**Instructions to follow**
Reproduce exactly the stretch of lines running from the line with "Query: white ceiling" to the end of the entries below.

Material for the task Start Marker

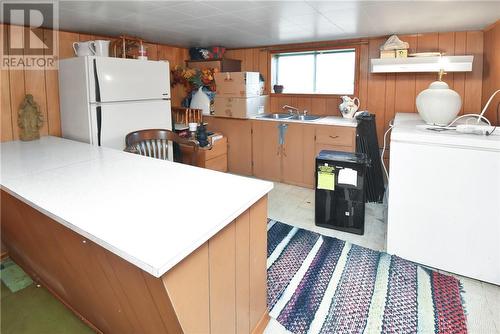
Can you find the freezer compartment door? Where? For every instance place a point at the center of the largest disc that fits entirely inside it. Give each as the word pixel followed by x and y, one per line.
pixel 118 119
pixel 117 79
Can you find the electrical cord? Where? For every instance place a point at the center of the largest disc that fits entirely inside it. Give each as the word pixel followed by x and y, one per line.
pixel 498 119
pixel 488 103
pixel 391 125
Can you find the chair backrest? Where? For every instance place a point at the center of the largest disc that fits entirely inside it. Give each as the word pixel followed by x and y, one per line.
pixel 155 143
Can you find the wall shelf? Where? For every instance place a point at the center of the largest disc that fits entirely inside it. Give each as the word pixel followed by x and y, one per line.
pixel 422 64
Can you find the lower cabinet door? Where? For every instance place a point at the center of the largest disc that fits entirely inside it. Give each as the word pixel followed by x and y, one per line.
pixel 293 154
pixel 266 150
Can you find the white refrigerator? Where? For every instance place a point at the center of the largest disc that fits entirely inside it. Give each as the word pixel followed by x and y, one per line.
pixel 102 99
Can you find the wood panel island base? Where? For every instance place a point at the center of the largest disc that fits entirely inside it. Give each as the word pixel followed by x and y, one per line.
pixel 218 288
pixel 115 236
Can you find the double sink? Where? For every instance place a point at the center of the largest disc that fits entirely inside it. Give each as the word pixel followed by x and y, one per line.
pixel 284 116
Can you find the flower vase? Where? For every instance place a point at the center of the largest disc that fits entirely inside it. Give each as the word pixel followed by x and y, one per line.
pixel 200 100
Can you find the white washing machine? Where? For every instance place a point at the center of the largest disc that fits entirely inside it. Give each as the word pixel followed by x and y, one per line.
pixel 444 199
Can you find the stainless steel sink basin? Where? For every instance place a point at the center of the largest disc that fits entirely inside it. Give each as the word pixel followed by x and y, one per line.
pixel 277 116
pixel 305 117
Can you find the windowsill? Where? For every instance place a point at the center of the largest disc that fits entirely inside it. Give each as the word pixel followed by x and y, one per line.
pixel 308 95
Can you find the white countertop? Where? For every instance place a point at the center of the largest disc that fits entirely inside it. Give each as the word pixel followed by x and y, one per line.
pixel 326 120
pixel 151 212
pixel 406 130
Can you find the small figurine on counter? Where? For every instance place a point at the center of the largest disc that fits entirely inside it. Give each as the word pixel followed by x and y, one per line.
pixel 201 135
pixel 29 119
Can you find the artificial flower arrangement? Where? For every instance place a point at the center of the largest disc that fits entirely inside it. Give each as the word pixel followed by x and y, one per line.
pixel 192 79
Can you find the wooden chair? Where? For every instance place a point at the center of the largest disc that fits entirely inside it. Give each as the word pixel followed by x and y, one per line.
pixel 154 143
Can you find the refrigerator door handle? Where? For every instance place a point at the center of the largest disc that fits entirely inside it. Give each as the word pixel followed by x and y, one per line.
pixel 98 108
pixel 99 124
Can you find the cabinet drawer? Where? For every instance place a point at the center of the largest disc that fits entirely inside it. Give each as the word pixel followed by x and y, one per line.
pixel 321 147
pixel 336 135
pixel 219 148
pixel 218 163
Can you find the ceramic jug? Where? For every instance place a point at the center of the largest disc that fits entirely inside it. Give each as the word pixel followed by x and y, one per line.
pixel 101 48
pixel 84 48
pixel 349 106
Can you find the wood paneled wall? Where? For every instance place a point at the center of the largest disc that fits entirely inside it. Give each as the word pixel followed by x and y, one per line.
pixel 384 94
pixel 381 94
pixel 491 73
pixel 43 84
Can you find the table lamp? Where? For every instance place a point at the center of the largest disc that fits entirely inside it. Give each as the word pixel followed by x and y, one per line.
pixel 438 104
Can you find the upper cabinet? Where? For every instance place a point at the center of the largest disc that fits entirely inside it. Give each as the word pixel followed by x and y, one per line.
pixel 422 64
pixel 222 65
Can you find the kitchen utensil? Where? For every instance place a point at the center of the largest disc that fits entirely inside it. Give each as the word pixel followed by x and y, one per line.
pixel 84 48
pixel 101 48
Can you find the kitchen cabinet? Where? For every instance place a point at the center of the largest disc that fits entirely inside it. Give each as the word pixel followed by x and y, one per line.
pixel 222 65
pixel 214 158
pixel 256 143
pixel 266 150
pixel 293 153
pixel 239 142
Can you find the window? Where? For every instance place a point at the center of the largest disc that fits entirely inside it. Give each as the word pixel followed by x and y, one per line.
pixel 316 72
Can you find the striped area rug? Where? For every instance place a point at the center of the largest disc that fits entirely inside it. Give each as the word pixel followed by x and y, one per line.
pixel 319 284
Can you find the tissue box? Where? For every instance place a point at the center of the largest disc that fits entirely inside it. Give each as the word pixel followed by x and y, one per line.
pixel 240 107
pixel 237 84
pixel 387 54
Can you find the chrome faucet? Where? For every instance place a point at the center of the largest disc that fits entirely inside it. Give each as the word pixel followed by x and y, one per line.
pixel 291 109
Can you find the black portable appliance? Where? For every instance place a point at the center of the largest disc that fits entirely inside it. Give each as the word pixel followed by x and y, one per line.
pixel 340 190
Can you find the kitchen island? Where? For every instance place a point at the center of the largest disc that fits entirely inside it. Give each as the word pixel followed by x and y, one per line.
pixel 134 244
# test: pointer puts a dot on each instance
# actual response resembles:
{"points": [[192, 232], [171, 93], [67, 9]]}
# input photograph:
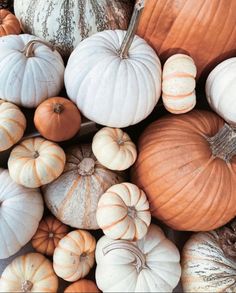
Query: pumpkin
{"points": [[203, 29], [180, 159], [48, 234], [208, 261], [21, 209], [35, 162], [12, 125], [74, 256], [123, 212], [114, 149], [114, 77], [31, 272], [86, 286], [66, 23], [178, 86], [221, 90], [74, 196], [148, 265], [57, 119], [9, 24], [30, 70]]}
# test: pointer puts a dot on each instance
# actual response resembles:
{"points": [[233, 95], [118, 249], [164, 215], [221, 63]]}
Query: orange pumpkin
{"points": [[204, 29], [9, 24], [187, 168], [57, 119], [49, 233]]}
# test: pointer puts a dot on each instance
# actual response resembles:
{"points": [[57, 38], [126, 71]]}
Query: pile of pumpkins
{"points": [[108, 55]]}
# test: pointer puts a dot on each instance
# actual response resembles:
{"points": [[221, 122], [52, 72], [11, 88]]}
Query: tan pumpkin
{"points": [[74, 255], [35, 162], [31, 272], [48, 234], [12, 125]]}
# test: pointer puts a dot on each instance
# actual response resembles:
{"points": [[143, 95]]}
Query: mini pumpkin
{"points": [[114, 149], [35, 162], [48, 234], [74, 255], [12, 125]]}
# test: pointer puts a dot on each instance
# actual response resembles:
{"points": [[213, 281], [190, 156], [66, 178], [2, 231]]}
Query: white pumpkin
{"points": [[123, 212], [221, 90], [12, 125], [114, 149], [21, 210], [30, 71], [148, 265]]}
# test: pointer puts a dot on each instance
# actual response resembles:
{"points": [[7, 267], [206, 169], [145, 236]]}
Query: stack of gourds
{"points": [[182, 171]]}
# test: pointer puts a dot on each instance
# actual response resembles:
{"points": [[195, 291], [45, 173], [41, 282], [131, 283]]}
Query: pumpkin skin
{"points": [[12, 125], [207, 33], [21, 209], [108, 89], [66, 23], [36, 162], [148, 265], [221, 90], [31, 272], [29, 76], [48, 234], [177, 169], [114, 149], [57, 119], [74, 256], [123, 212], [74, 196]]}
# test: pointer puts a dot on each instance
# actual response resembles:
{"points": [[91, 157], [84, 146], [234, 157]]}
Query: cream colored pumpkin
{"points": [[31, 272], [74, 196], [178, 86], [221, 90], [12, 125], [30, 71], [35, 162], [148, 265], [74, 255], [114, 149], [123, 212], [20, 212]]}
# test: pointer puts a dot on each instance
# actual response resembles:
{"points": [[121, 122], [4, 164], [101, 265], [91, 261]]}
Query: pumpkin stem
{"points": [[140, 261], [129, 37], [223, 144]]}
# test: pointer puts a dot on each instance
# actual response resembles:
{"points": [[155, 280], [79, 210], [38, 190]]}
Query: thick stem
{"points": [[129, 37]]}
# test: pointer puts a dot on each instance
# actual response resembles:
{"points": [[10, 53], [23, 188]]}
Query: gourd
{"points": [[74, 256], [208, 261], [221, 90], [36, 162], [114, 77], [148, 265], [9, 24], [66, 23], [57, 119], [114, 149], [12, 125], [48, 234], [207, 33], [178, 85], [123, 212], [30, 70], [31, 272], [21, 209], [74, 196], [180, 158]]}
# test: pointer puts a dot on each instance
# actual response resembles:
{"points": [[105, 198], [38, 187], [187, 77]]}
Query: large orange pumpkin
{"points": [[187, 168], [205, 29]]}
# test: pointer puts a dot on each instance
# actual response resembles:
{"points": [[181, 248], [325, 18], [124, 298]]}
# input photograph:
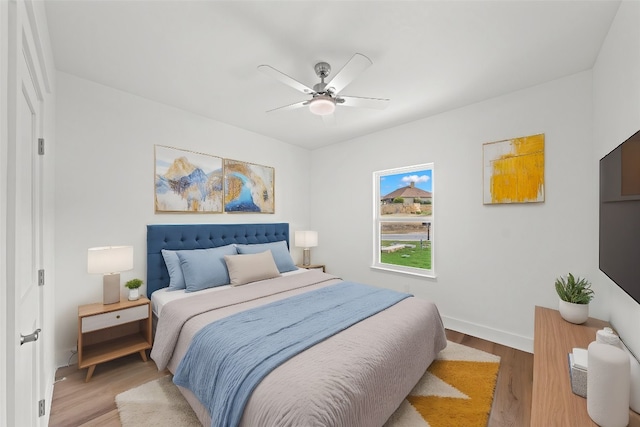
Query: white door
{"points": [[24, 225]]}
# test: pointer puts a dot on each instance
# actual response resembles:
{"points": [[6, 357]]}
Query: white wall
{"points": [[105, 183], [616, 83], [494, 263]]}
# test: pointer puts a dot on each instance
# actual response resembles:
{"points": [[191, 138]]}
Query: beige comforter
{"points": [[355, 378]]}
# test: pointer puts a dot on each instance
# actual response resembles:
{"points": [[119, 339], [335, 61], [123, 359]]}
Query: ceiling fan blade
{"points": [[357, 101], [356, 65], [290, 106], [282, 77]]}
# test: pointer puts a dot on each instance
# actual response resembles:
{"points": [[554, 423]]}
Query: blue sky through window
{"points": [[422, 179]]}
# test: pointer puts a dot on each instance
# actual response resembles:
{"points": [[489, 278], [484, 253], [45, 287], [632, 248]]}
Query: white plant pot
{"points": [[574, 313], [134, 294]]}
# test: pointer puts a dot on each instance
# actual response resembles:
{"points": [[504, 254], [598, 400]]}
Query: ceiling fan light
{"points": [[322, 105]]}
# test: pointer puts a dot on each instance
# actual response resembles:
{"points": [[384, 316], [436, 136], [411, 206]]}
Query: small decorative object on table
{"points": [[575, 295], [133, 285]]}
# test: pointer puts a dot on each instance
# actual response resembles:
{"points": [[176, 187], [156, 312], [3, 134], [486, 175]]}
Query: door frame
{"points": [[20, 20], [4, 54]]}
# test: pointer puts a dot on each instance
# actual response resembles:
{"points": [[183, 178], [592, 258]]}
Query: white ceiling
{"points": [[428, 56]]}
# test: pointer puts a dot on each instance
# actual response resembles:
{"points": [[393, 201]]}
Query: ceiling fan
{"points": [[326, 96]]}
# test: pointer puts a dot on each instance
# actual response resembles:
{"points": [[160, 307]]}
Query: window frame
{"points": [[378, 219]]}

Material for the task End Marker

**Answer area**
Query: white ceiling
{"points": [[428, 56]]}
# test: pointer puts a dot on each instance
# actual response resembles:
{"points": [[393, 201]]}
Query: ceiling fan
{"points": [[326, 96]]}
# test: pointer puts a dot on each instance
# actual response resembles:
{"points": [[160, 307]]}
Query: window frame
{"points": [[378, 219]]}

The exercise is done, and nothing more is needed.